Document passage
[Start of Attachment]

Bomaderry was also noteworthy as the terminus for the last section of the NSW metropolitan rail network to use the electric staff signalling system. The system, installed in 1908, was replaced with automated signalling in 2014.

== Operations ==

Between 1933 and 1991, Bomaderry was the terminus of a direct, limited-stops service to Sydney, known as the South Coast Daylight Express. Today, most services are shuttles between Bomaderry and the end of the electrified network at Kiama. In 2005, then Minister for Transport, John Watkins, announced that electrification would be extended to Bomaderry at an unspecified future date, but that has not been done.

Electronic ticketing, in the form of the Opal smart card, has been available at Bomaderry since 2014.

== Track layout ==
The Bomaderry yard contains four tracks: a platform road, a passing loop and two goods sidings. A security compound for overnight storage of trains is located on a small siding south of the station. A 1.8-kilometre "master siding" diverges from the number-two goods siding opposite the station, passes over Railway Street and Bolong Road, and passes Shoalhaven Steel Supplies, Shoalhaven Starches (Manildra Group) and the former dairy.

[End of Attachment]

Questions to answer
a) List every year mentioned in the Bomaderry station passage, giving each year once.
b) According to the Bomaderry station passage, between which two places do most services now run as shuttles?
c) Translate this sentence from the Bomaderry station passage into Spanish: "Electronic ticketing, in the form of the Opal smart card, has been available at Bomaderry since 2014."

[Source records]
[Start of Attachment]

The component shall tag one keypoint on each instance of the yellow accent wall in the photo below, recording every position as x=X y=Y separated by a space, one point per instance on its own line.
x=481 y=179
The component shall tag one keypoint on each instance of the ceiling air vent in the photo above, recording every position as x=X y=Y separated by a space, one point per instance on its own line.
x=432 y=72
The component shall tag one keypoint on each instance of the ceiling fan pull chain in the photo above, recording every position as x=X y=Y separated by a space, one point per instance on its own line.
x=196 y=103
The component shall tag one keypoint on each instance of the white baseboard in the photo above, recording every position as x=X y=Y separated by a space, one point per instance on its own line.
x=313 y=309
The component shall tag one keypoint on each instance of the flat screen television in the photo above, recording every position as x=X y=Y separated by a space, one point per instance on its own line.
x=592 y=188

[End of Attachment]
[Start of Attachment]

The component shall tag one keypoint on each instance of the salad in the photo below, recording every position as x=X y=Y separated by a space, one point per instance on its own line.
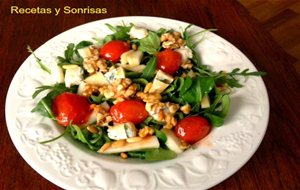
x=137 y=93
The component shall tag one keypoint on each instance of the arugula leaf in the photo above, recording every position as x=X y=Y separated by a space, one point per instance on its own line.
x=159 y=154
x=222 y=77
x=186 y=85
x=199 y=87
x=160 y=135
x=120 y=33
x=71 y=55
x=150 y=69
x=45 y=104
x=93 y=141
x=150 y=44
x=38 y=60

[End of Attachment]

Results for the exercise
a) 1908, 2014, 1933, 1991, 2005

b) Bomaderry and Kiama.

c) La venta electrónica de billetes, en forma de la tarjeta inteligente Opal, está disponible en Bomaderry desde 2014.